### [Your assignment]
A faithful copy is required: transcribe each line below exactly, minus the pictures.

### [Data records]

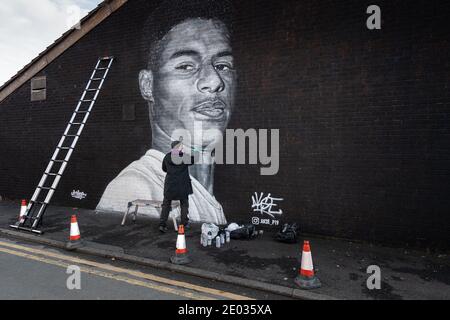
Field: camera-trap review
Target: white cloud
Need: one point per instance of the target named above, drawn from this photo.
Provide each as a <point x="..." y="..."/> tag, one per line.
<point x="27" y="27"/>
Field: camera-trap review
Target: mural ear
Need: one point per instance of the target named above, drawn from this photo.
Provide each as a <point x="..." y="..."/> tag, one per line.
<point x="146" y="85"/>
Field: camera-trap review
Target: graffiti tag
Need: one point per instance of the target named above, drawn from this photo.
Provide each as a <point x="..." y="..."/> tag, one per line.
<point x="78" y="195"/>
<point x="265" y="205"/>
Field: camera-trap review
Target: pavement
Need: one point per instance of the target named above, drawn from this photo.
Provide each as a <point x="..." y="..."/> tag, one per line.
<point x="260" y="263"/>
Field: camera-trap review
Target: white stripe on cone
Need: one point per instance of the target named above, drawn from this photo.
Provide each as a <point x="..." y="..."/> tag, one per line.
<point x="74" y="230"/>
<point x="23" y="209"/>
<point x="307" y="263"/>
<point x="181" y="242"/>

### [Response to the exercise]
Field: camera-trap review
Target: white cloud
Need: one point per instance of the target named above, drawn from this photo.
Provide each as a <point x="..." y="..."/> tag, one per line.
<point x="27" y="27"/>
Field: camera-trap review
Target: mural ear
Need: one point per instance of the target named above, drawn from this photo.
Provide each as a <point x="..." y="..."/> tag, one per line.
<point x="146" y="85"/>
Field: camera-trap review
Target: graffiti tag
Need: one point per instance of the target named above, drawn from this photo.
Provide each as a <point x="..." y="..."/> tag, one per line.
<point x="78" y="195"/>
<point x="265" y="205"/>
Field: camera-trap review
Target: pavement
Need: one point per instance of the target named above, drawn from this photo.
Provide each as a <point x="..." y="..."/> tag, one per line.
<point x="260" y="263"/>
Field: camera-trap review
Target: white stripe on cone
Need: one point per instance of the target named above, drawn from this photo.
Provide each as a <point x="..." y="..."/> tag, one per line.
<point x="74" y="230"/>
<point x="23" y="209"/>
<point x="307" y="263"/>
<point x="181" y="242"/>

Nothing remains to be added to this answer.